▸ What you should do
Gather every line in the records below that contains the word "baby", and copy each one.

▸ Data rows

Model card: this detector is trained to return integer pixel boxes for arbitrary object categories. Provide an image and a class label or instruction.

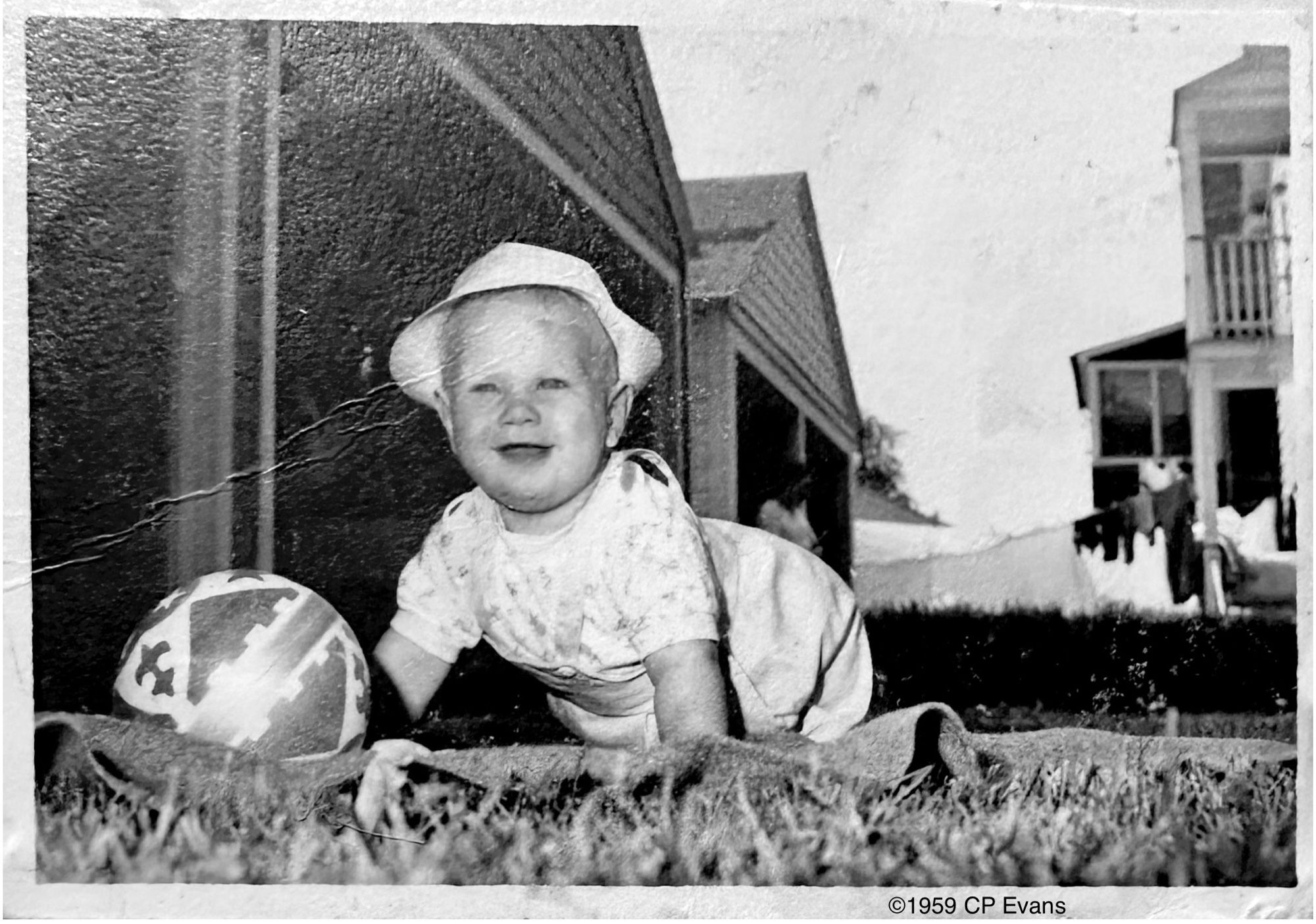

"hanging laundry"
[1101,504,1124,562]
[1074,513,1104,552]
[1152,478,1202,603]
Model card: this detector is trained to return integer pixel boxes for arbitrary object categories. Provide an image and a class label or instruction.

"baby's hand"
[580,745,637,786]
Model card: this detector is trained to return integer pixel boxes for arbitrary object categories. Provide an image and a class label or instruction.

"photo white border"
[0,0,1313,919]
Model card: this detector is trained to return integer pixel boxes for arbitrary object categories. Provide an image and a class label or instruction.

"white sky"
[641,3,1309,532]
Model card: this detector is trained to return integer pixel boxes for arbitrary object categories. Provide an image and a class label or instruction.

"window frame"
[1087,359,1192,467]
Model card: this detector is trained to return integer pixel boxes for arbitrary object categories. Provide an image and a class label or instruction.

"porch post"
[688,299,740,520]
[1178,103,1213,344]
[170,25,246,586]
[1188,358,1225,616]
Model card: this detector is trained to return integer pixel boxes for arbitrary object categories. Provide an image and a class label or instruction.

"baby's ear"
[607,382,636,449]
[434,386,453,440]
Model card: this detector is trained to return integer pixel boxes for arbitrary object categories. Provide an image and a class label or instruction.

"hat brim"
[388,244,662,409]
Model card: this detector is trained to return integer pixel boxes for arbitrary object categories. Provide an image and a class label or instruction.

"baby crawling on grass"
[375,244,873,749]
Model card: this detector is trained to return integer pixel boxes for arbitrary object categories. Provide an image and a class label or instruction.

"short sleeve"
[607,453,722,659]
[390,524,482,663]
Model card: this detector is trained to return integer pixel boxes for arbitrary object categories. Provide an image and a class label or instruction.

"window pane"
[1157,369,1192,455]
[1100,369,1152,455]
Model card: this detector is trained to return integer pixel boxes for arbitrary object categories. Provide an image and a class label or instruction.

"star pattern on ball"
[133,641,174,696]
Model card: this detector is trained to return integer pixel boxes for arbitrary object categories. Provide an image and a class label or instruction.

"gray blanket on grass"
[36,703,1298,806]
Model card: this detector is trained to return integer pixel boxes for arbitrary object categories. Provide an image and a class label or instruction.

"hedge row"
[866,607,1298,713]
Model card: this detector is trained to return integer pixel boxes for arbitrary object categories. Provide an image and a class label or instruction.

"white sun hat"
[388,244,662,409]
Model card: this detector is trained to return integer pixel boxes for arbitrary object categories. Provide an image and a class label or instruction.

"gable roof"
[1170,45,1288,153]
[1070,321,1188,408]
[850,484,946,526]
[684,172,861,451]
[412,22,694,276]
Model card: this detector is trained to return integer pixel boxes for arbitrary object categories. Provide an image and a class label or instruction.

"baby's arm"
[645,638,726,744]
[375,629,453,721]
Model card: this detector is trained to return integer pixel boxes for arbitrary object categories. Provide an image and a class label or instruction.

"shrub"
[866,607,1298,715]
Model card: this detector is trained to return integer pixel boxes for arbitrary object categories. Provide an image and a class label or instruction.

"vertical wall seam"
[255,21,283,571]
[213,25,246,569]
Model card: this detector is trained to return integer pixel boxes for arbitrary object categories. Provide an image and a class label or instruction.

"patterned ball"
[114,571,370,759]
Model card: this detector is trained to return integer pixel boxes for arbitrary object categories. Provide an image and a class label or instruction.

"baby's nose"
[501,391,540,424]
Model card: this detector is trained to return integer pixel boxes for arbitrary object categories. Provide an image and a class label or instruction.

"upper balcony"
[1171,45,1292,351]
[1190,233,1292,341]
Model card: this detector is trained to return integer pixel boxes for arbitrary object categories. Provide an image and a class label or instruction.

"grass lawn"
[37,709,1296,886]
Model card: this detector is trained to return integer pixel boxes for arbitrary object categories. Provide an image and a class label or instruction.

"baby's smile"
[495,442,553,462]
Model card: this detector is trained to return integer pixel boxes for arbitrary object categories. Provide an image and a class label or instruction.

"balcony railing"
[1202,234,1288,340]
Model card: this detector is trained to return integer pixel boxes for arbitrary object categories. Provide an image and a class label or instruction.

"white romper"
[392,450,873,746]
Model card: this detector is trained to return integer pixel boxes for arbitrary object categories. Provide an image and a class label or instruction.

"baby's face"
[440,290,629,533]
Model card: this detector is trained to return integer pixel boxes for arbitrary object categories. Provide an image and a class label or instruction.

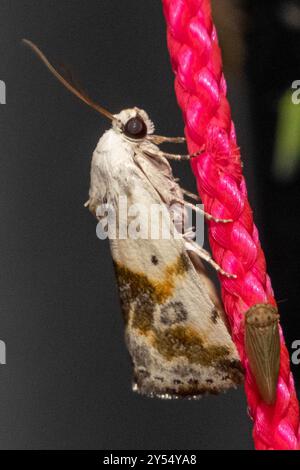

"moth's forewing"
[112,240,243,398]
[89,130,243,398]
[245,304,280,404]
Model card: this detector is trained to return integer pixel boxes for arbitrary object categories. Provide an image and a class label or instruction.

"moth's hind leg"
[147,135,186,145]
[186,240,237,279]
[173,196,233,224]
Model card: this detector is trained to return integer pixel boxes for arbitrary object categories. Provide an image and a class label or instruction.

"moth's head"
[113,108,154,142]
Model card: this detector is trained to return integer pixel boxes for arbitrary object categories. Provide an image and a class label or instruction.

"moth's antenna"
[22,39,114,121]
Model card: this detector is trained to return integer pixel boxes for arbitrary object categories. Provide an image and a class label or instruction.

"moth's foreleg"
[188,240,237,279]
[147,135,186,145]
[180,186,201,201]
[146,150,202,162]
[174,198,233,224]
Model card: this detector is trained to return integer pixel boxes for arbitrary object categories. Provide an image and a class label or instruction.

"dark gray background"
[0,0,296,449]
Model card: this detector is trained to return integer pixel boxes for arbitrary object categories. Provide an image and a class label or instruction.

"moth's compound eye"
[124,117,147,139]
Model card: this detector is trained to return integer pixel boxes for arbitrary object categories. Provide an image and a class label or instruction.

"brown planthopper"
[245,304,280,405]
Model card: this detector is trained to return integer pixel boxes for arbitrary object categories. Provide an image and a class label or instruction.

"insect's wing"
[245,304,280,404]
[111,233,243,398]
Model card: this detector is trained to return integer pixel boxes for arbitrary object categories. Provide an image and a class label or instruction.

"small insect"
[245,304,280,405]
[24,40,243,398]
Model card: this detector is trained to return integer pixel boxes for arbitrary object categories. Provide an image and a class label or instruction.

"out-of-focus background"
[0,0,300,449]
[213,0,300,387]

▸ Written response
"baby's hand"
"baby's ear"
"baby crawling on grass"
"baby's arm"
"baby's nose"
"baby's smile"
"baby's face"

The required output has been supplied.